Records for the task

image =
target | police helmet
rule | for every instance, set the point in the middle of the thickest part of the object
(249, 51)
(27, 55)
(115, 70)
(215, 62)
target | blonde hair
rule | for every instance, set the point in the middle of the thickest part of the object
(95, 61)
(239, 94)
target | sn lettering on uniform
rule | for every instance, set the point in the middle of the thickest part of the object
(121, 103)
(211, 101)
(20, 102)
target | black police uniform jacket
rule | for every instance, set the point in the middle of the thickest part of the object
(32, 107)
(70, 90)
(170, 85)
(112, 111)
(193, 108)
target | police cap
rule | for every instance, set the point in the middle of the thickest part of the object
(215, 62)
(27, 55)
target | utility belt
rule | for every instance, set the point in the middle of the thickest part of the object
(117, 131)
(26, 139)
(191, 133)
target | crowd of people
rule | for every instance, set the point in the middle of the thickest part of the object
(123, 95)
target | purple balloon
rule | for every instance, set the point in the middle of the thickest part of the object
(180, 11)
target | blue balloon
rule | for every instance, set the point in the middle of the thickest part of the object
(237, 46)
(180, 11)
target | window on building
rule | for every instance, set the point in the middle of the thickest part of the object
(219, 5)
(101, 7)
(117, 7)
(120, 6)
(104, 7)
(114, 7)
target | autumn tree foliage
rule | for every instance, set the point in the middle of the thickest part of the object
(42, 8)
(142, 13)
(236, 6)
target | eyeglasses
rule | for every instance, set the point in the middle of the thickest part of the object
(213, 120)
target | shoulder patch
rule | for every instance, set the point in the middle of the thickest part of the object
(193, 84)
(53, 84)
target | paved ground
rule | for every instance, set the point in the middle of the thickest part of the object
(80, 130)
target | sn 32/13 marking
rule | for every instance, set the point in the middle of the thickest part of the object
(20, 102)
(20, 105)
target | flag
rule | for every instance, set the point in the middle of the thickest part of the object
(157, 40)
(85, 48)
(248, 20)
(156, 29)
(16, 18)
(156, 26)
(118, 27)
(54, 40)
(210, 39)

Prompt
Once more, write out the records in full, exactly as they appear.

The completed task
image =
target | police helmet
rule | for every instance, set the point in the middle of the thickest part of the object
(249, 51)
(27, 55)
(115, 70)
(215, 62)
target | blonde hair
rule | for every instance, set the point in the middle of the thickest part of the object
(95, 61)
(239, 94)
target | sn lettering on uniform
rule | for every instance, set the point in the middle of the thickest part of the object
(121, 103)
(211, 101)
(20, 102)
target | black police uniform jacket
rule | for every instance, set the point in the middle of the thickest part of the object
(32, 107)
(70, 90)
(170, 85)
(112, 111)
(193, 108)
target | police cap
rule | for every instance, set the point in the middle of the thickest part of the object
(215, 62)
(27, 55)
target | utility belt
rule | for every instance, set the point in the middle of the thickest part of the object
(117, 131)
(26, 139)
(191, 133)
target | crowd of people
rule | for every instance, set the point in the middle of the thickest part of the object
(123, 95)
target | purple balloon
rule | for every instance, set the point in the middle of the thickest part of the object
(180, 11)
target | blue balloon
rule | for every instance, set the point in the middle of the thickest part of the object
(237, 46)
(180, 11)
target | window on building
rule | for every instance, set the point in the middle of the thickest part of the object
(219, 5)
(101, 7)
(117, 7)
(120, 6)
(104, 7)
(114, 7)
target | autumn tree foliage
rule | for every instance, set the point in the middle of the thickest part of the object
(42, 8)
(142, 13)
(236, 6)
target | eyeglasses
rule | for every instance, set the point in the middle of the thickest part of the object
(213, 120)
target | shoulder patch
rule | for every instance, set the point in the middle of the thickest part of the object
(193, 84)
(53, 84)
target | paved ground
rule | for every instance, set the point in the middle of the thickest part of the object
(80, 130)
target | sn 32/13 marking
rule | for every instance, set the point in the middle of the thickest part of the object
(20, 102)
(20, 105)
target | flag
rule | for every instance, set the point in the middle of the thickest part of the object
(157, 40)
(85, 48)
(248, 20)
(156, 29)
(16, 18)
(156, 26)
(118, 27)
(54, 40)
(210, 39)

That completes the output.